** Begin Listing **
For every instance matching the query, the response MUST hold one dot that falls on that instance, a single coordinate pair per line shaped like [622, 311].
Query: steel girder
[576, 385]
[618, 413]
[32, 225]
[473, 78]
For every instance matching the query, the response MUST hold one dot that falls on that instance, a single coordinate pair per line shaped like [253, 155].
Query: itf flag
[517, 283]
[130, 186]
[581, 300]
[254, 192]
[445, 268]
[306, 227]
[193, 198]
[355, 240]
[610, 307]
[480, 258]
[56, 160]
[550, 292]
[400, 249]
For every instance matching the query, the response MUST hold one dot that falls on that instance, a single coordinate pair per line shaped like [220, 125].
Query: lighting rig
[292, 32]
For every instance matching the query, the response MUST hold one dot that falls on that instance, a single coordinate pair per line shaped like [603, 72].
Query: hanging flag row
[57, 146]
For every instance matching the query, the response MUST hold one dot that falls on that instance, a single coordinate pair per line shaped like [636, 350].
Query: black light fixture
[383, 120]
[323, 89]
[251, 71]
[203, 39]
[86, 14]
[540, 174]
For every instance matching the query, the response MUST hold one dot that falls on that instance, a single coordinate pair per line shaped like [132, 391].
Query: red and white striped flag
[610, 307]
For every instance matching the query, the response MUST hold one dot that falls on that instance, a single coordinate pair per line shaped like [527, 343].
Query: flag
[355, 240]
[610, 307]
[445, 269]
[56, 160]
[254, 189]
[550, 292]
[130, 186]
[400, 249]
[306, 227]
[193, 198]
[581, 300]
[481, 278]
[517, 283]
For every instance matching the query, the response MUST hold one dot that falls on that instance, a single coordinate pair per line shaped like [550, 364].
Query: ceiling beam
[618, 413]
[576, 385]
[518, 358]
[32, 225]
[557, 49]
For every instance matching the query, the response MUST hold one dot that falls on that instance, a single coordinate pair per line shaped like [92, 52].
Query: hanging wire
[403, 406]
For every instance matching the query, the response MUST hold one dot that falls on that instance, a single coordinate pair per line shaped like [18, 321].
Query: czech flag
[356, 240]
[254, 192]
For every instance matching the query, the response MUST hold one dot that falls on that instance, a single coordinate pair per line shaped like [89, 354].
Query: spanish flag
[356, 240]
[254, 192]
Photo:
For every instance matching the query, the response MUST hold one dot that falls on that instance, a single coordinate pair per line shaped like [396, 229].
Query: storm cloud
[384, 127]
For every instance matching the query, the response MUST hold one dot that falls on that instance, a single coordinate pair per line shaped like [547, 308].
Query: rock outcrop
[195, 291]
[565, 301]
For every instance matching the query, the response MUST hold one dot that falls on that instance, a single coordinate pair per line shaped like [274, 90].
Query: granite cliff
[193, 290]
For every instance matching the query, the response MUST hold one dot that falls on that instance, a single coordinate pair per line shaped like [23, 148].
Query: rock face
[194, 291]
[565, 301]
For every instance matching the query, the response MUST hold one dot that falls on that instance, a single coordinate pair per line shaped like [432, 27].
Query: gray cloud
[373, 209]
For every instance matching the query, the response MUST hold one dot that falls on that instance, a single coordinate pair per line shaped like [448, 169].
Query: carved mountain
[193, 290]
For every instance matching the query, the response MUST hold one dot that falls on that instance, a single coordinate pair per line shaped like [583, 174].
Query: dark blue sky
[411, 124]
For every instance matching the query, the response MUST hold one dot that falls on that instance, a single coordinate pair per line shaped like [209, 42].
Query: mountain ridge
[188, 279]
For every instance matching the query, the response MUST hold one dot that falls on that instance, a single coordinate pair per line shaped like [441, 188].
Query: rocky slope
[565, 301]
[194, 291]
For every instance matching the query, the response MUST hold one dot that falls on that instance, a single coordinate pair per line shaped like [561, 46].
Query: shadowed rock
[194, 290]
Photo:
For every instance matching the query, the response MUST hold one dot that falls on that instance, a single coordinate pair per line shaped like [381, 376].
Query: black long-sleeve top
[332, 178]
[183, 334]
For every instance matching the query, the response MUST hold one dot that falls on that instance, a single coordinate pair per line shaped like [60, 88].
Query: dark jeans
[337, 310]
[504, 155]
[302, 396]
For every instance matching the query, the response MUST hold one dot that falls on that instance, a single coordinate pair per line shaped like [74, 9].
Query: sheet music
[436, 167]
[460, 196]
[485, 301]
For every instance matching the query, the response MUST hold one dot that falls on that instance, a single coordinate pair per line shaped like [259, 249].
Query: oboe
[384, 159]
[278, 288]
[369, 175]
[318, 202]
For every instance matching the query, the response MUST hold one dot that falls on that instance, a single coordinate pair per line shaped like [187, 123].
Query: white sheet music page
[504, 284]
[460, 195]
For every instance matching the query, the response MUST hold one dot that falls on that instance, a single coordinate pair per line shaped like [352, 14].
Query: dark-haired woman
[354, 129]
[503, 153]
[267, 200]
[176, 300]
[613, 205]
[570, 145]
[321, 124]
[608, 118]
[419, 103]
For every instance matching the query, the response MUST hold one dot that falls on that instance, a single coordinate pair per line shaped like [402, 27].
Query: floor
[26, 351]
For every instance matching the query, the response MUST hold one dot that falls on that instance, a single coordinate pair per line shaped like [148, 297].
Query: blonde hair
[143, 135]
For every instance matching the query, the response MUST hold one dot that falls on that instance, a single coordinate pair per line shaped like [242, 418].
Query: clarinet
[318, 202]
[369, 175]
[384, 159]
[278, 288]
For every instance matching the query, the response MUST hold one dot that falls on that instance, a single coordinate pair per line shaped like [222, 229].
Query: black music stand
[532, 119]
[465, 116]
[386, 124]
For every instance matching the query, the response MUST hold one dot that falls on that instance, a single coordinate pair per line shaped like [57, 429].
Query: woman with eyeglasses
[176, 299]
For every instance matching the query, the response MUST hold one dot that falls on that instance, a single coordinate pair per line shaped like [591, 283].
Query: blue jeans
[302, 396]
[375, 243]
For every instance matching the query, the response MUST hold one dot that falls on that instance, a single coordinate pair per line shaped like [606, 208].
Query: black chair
** End Listing **
Copy out the full set of records precisely, leaving nothing out.

For every instance matching the query, the response MUST hold one dot that falls on that instance, a single coordinate pair per line shaped like [622, 311].
Query: steel girder
[576, 385]
[618, 413]
[32, 225]
[473, 78]
For every instance matching the query, the response MUST hold one dot that falls on that instance, a single coordinate pair per line shaped like [253, 155].
Query: itf flag
[517, 283]
[130, 186]
[581, 300]
[254, 192]
[445, 268]
[306, 227]
[193, 198]
[355, 240]
[610, 307]
[480, 258]
[56, 160]
[550, 292]
[400, 249]
For every instance matching the query, the response MUST hold one dot that falls on that instance, a single coordinate pair per line shaped like [220, 125].
Query: lighting rig
[292, 32]
For every instance matching the query, the response MUST hold one dot that falls on that instance, a single coordinate pair per line shaped like [603, 72].
Query: hanging flag row
[57, 146]
For every instance matching the query, the response MUST hold one dot that falls on that instance, a single coordinate pair per line shaped like [636, 350].
Query: black light fixture
[383, 120]
[323, 89]
[251, 71]
[203, 39]
[86, 14]
[540, 174]
For every instance matching the query, the response MUST hold one dot that falls on that instance, a single coordinate pair per line shaped like [132, 391].
Query: red and white striped flag
[610, 307]
For every instance matching the query, the response MUST hold one dot that falls on that instance, a single coordinate pair per line shaped like [527, 343].
Query: flag
[355, 240]
[610, 307]
[445, 269]
[56, 160]
[254, 189]
[550, 292]
[130, 186]
[400, 249]
[306, 227]
[193, 198]
[581, 300]
[481, 278]
[517, 283]
For every instance matching the query, the response MUST hold one dot that falls on that instance, a single coordinate pair per line shaped like [550, 364].
Query: ceiling beam
[618, 413]
[576, 385]
[518, 358]
[32, 225]
[557, 49]
For every instance matching the query, the response MUST hold one dot that falls on that instance, a single coordinate pair per line shaped like [92, 52].
Query: hanging wire
[403, 406]
For every instance matching the query, the response MUST hold one dot that falls on that instance, a single coordinate pair per line shaped like [18, 321].
Query: czech flag
[356, 240]
[254, 192]
For every instance matching the query, the response MUST hold one dot that falls on that instance, a single coordinate pair per line shaped like [89, 354].
Query: spanish flag
[356, 240]
[254, 192]
Photo:
For every instance matching the query, the response MUST hold one dot that falls on that instance, a single coordinate pair per line shaped like [396, 229].
Query: storm cloud
[384, 127]
For every instance matching the query, the response MUST hold one dot that falls on that instance, a single coordinate pair per line shaped like [547, 308].
Query: rock outcrop
[195, 291]
[565, 301]
For every instance matching the query, the response MUST hold one dot that falls on that instance, a single coordinate pair per line shaped like [274, 90].
Query: granite cliff
[193, 290]
For every instance matching the query, the response MUST hold one dot that falls on that instance, a single coordinate pair per line shaped like [23, 148].
Query: rock face
[194, 291]
[565, 301]
For every instance matching the query, the response MUST hold one dot that falls on that instance, a single coordinate pair per line shaped like [432, 27].
Query: gray cloud
[373, 209]
For every instance matching the query, the response MUST hold one dot that falls on that instance, a single coordinate pair per line shaped like [448, 169].
Query: carved mountain
[193, 290]
For every instance matching the query, the response MUST hold one dot that falls on that instance, a single coordinate pair per line shaped like [583, 174].
Query: dark blue sky
[411, 124]
For every instance matching the query, the response MUST hold one dot that falls on that instance, a single coordinate pair per line shaped like [209, 42].
Query: mountain ridge
[188, 279]
For every instance matching the query, the response MUST hold one dot that falls on that instance, a single coordinate pair per line shaped like [441, 188].
Query: rocky slope
[565, 301]
[194, 291]
For every instance matching the query, the response MUST hold one dot that falls on that instance, a single coordinate pair per line shaped like [561, 46].
Query: shadowed rock
[194, 290]
Photo:
For every instance matching the query, the response MUST hold one dot that falls on that instance, a single coordinate pair per line shaped like [381, 376].
Query: black long-sleeve top
[332, 178]
[183, 334]
For every instance matching the query, the response MUST hold one dot that falls on that instance, a single coordinate pair per line shaped like [60, 88].
Query: dark jeans
[337, 310]
[504, 155]
[302, 396]
For every instance matching the query, the response MUST hold one dot that falls on that instance, a single coordinate pair per line shaped like [74, 9].
Query: sheet music
[436, 167]
[460, 196]
[485, 301]
For every instance matching the query, the response MUST hold one dot that falls on that instance, a single coordinate pair per line shaped like [259, 249].
Query: oboe
[384, 159]
[278, 288]
[369, 175]
[318, 202]
For every instance matching the query, the response MUST hold one dot that falls on that instance, a single coordinate pair per line shaped like [187, 123].
Query: white sheet music page
[504, 284]
[460, 195]
For every instance matching the query, the response MUST hold one dot that falls on that instance, a single coordinate pair per line shaped like [352, 14].
Query: dark-haired woman
[354, 129]
[503, 153]
[267, 200]
[176, 300]
[613, 205]
[570, 145]
[321, 124]
[608, 118]
[419, 103]
For every instance matching the query, the response MUST hold one dot that falls on that instance, a single coordinate pair per line shaped like [402, 27].
Query: floor
[26, 351]
For every instance matching the query, the response MUST hold one dot that falls on that instance, a single coordinate pair per line shaped like [148, 297].
Query: blonde hair
[143, 135]
For every instance matching the query, the response MUST hold one dot that falls on that instance, a single coordinate pair per line shaped like [242, 418].
Query: clarinet
[318, 202]
[369, 175]
[384, 159]
[278, 288]
For every instance matching the query, the response MUST hold one dot that falls on that instance, a single coordinate pair per line shaped like [222, 229].
Query: black music stand
[532, 119]
[465, 116]
[386, 124]
For every instance matching the query, the response MUST hold one dot that falls on that instance, a single coordinate pair per line shaped like [57, 429].
Query: woman with eyeglasses
[176, 299]
For every instance matching the query, the response MUST hold one dot that falls on that instance, a single coordinate pair per line shaped like [591, 283].
Query: blue jeans
[302, 396]
[375, 243]
For every instance matching the query, the response MUST hold one dot that falls on that instance, a single coordinate pair per line shaped like [606, 208].
Query: black chair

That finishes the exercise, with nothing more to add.